### [Objective]
Copy the line containing "If you could point out the white shirt", then all lines after it up to and including the final line of the material, exactly and without additions.

### [Task inputs]
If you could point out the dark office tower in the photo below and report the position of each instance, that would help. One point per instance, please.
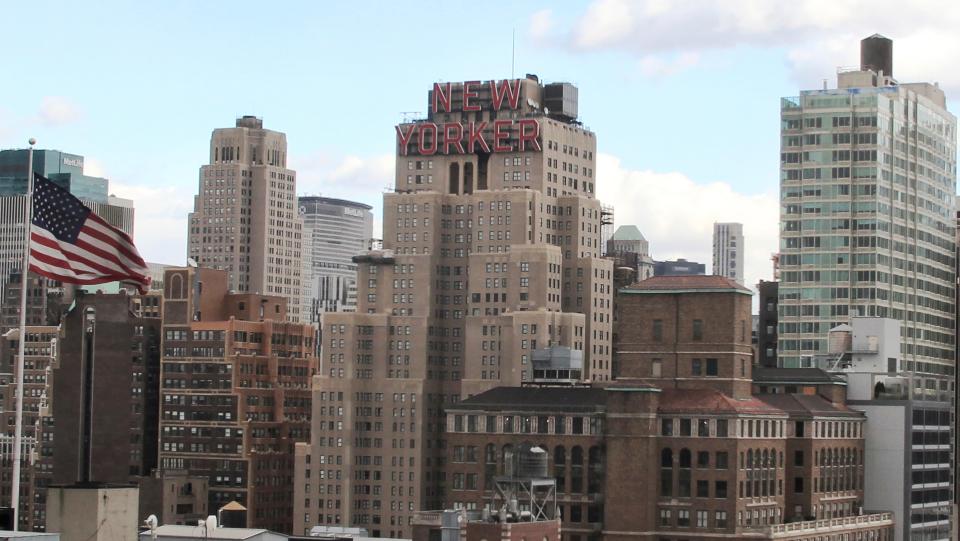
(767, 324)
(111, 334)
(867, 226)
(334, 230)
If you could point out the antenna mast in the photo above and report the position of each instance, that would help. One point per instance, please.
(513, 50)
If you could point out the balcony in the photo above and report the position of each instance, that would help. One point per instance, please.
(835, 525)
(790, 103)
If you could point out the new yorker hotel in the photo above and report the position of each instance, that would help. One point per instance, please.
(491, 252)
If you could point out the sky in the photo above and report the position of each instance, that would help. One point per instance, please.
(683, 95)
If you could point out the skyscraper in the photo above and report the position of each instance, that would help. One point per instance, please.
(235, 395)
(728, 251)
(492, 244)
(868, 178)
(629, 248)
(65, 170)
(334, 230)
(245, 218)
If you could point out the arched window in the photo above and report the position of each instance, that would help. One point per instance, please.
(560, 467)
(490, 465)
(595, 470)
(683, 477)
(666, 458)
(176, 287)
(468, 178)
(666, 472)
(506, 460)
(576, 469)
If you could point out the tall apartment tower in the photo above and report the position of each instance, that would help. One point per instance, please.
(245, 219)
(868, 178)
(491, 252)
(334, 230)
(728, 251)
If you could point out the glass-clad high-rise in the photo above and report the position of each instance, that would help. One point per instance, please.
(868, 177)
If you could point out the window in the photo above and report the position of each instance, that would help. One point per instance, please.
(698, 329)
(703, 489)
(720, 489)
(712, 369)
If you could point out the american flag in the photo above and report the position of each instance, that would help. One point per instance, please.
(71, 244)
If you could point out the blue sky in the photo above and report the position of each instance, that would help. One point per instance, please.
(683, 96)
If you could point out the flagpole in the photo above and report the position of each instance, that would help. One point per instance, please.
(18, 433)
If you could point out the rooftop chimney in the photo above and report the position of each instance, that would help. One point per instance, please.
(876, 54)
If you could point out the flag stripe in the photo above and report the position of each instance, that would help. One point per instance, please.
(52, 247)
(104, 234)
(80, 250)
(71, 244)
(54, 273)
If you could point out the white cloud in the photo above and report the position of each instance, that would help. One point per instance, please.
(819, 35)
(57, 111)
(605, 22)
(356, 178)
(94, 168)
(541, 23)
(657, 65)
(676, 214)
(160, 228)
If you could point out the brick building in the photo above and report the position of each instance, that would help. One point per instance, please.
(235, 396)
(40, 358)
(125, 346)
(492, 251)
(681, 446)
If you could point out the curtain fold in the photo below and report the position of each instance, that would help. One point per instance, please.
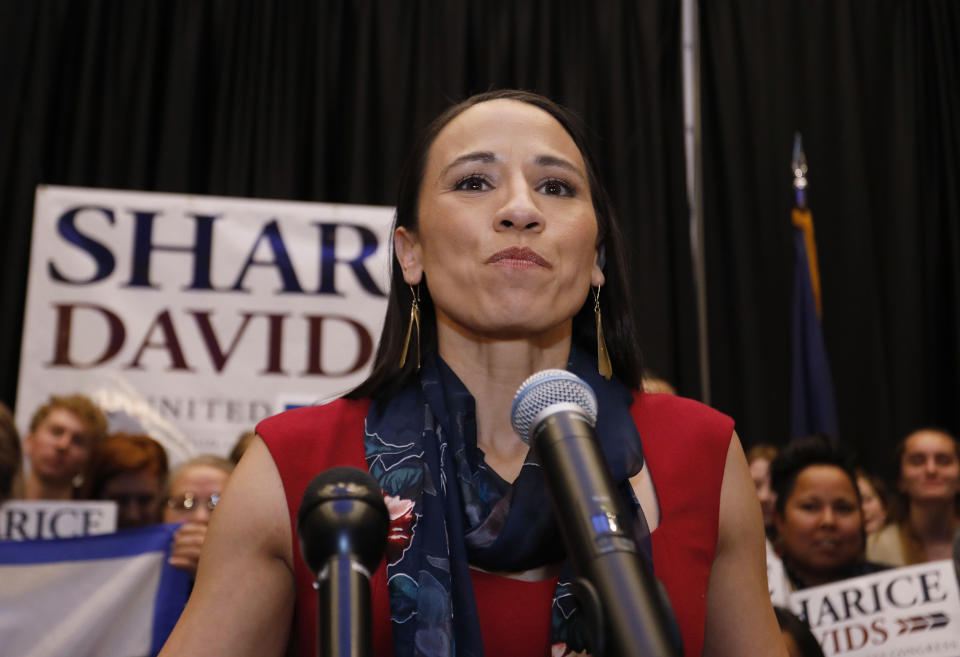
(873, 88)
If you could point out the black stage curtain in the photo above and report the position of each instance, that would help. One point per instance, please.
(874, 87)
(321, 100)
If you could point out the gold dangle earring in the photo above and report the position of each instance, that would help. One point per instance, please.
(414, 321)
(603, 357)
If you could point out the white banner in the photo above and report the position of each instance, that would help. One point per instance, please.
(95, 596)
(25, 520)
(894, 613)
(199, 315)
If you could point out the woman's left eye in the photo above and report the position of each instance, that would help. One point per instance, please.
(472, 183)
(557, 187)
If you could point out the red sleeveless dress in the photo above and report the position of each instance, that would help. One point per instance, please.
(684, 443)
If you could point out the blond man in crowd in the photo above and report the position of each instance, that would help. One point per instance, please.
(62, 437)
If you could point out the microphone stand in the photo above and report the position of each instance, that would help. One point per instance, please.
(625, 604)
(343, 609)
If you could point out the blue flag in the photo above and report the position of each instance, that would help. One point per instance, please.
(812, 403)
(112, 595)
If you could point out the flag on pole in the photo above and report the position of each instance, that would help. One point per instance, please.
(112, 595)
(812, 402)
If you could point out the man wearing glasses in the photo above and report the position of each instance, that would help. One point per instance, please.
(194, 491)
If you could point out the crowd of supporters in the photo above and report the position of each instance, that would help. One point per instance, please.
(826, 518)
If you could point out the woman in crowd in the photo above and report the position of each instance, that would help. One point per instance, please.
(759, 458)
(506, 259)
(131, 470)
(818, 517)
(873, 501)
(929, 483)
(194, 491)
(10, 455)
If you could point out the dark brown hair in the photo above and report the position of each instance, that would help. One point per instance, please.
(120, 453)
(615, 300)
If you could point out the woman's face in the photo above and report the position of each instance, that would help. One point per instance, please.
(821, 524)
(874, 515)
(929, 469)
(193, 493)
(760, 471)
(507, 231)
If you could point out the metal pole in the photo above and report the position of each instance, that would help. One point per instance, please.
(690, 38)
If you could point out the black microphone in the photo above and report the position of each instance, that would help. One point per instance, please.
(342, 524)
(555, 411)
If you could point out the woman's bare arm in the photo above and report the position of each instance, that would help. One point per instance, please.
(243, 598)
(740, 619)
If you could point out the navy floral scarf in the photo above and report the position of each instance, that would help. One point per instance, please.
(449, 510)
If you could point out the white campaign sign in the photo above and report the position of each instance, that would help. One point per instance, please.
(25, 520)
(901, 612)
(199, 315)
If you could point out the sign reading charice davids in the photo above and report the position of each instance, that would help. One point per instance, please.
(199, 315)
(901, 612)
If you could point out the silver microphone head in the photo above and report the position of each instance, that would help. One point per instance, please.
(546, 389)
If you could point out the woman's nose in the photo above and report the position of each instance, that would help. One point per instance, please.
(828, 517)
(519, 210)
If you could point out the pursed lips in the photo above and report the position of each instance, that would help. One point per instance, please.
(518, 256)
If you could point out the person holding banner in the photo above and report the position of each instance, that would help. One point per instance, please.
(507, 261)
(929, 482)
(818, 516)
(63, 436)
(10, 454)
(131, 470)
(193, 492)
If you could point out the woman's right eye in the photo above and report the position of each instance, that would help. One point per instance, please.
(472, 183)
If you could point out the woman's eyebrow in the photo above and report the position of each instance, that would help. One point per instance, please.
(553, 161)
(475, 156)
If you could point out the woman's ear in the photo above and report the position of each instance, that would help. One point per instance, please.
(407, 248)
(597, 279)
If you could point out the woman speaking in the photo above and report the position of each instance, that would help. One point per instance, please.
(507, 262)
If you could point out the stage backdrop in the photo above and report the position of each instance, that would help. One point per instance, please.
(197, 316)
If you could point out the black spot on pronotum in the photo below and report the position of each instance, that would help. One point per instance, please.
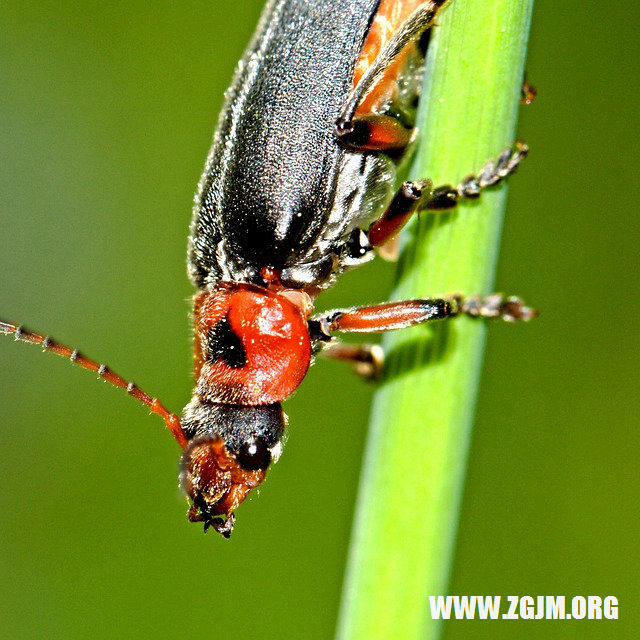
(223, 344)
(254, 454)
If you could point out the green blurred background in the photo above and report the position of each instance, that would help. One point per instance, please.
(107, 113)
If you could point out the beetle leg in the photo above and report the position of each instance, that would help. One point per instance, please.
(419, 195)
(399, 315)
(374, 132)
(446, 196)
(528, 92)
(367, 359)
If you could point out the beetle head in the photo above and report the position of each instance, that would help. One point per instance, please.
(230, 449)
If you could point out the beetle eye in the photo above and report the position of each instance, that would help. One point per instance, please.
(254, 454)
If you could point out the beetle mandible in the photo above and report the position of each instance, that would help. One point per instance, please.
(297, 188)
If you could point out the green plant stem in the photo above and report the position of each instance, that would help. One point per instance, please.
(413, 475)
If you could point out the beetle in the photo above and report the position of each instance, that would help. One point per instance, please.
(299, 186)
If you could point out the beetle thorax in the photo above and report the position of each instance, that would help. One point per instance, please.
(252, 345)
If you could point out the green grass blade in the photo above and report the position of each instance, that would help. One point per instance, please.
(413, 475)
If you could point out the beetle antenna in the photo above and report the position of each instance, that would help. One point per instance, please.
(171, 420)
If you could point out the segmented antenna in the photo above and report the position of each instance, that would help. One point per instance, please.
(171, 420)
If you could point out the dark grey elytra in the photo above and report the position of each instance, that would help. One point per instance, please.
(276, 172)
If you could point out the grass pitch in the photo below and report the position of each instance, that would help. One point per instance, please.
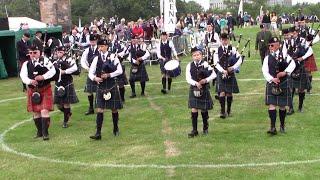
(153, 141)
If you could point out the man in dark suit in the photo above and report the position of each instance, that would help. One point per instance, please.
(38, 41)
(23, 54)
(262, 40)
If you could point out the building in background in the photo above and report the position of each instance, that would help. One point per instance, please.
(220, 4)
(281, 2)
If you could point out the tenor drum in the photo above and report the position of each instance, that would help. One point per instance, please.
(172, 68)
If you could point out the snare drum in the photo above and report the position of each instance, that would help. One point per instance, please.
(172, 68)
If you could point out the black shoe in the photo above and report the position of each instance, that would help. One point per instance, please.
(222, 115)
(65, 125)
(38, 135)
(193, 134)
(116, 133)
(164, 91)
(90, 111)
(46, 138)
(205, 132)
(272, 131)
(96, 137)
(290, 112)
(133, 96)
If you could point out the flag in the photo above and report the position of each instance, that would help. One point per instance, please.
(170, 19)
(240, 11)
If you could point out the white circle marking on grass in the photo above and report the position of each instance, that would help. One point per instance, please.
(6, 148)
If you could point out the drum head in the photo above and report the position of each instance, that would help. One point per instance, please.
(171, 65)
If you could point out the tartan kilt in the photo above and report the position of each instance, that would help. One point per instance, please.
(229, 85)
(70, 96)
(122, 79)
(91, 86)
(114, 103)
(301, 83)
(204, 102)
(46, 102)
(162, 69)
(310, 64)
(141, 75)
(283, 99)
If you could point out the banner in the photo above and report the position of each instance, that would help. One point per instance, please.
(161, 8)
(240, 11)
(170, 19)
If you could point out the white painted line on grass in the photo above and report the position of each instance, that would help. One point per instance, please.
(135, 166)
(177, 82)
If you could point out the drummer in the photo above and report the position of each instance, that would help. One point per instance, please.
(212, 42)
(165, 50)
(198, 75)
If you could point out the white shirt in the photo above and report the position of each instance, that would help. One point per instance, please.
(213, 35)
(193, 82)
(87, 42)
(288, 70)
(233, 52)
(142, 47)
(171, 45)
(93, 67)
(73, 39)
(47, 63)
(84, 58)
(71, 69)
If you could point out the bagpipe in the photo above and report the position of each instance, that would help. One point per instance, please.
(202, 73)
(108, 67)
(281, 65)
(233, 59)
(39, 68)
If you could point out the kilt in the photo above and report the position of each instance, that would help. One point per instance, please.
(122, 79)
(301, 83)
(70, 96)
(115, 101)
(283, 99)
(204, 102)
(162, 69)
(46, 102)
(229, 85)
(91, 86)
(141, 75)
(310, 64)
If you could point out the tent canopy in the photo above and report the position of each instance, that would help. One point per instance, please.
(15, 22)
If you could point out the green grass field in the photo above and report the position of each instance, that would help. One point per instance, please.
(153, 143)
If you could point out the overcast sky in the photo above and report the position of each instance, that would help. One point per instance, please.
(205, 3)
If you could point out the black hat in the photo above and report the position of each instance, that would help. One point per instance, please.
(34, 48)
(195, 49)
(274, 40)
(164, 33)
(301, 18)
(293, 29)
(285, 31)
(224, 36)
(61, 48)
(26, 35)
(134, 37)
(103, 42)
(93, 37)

### [Full response]
If you could point out the white shirt in the photo above and report the position of each instance, that would help. One point per instance, please.
(213, 35)
(193, 82)
(87, 42)
(288, 70)
(233, 52)
(142, 47)
(171, 45)
(93, 67)
(73, 39)
(47, 63)
(84, 58)
(71, 69)
If you could point out the bagpipe in the photo above and report the position of each instance, that would help. One point per instance, please.
(202, 73)
(108, 67)
(281, 65)
(233, 59)
(39, 68)
If you could point out the kilt in the photo above and report the position of each instance, that would help. One point per instance, please.
(122, 79)
(301, 83)
(70, 96)
(115, 101)
(283, 99)
(204, 102)
(162, 69)
(46, 102)
(229, 85)
(91, 86)
(141, 75)
(310, 64)
If you could point out the tent canopy in the photo above and report the position of each instance, that would help. One point per instance, please.
(15, 22)
If you could point out the green grass field in the photo above and report the position of each instance, that would help. One point per instance, please.
(153, 143)
If you could point out the overcast sky in the photo above and report the position of each instance, that would help. One point per instance, please.
(205, 3)
If you could point out the black hat in the photo above and report the position of each instance, that would help. One point per instance, please.
(34, 48)
(195, 49)
(274, 40)
(164, 33)
(301, 18)
(293, 29)
(285, 31)
(224, 36)
(61, 48)
(26, 35)
(134, 37)
(103, 42)
(93, 37)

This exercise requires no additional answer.